- [What is needed]:
Please return every line of the listing below that contains the word "hand".

- [Information given]:
=-=-=

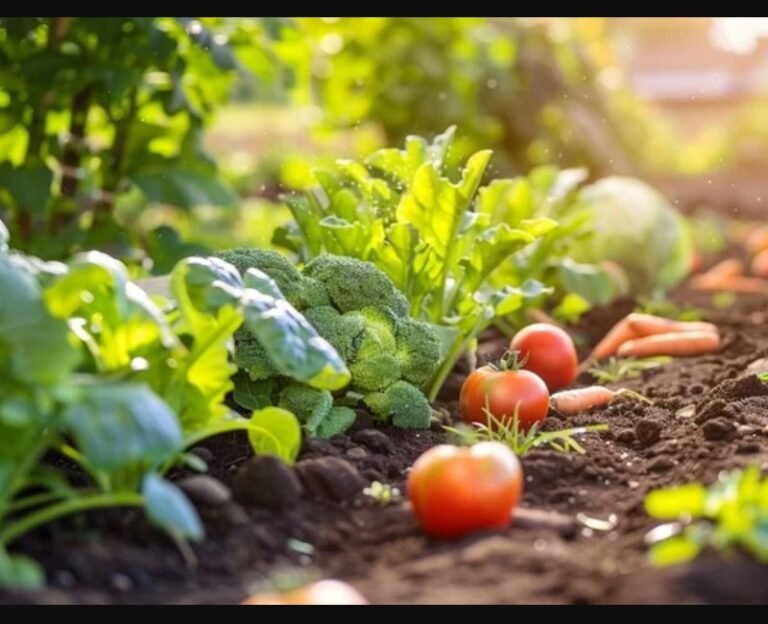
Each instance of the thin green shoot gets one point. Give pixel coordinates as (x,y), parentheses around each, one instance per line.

=-=-=

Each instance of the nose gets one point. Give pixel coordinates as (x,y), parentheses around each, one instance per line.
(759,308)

=-=-=

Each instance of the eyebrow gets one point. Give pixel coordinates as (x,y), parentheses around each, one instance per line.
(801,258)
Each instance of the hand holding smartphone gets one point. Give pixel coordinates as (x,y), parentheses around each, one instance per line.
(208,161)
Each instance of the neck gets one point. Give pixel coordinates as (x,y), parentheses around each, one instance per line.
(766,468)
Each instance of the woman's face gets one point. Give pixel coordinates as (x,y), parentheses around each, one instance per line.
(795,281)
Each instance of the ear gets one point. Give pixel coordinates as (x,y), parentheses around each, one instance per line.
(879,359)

=-=-=

- [Solution]:
Each instance of the hand holding smartphone gets one point. Give pixel coordinates as (x,y), parentheses around each, one instance per line.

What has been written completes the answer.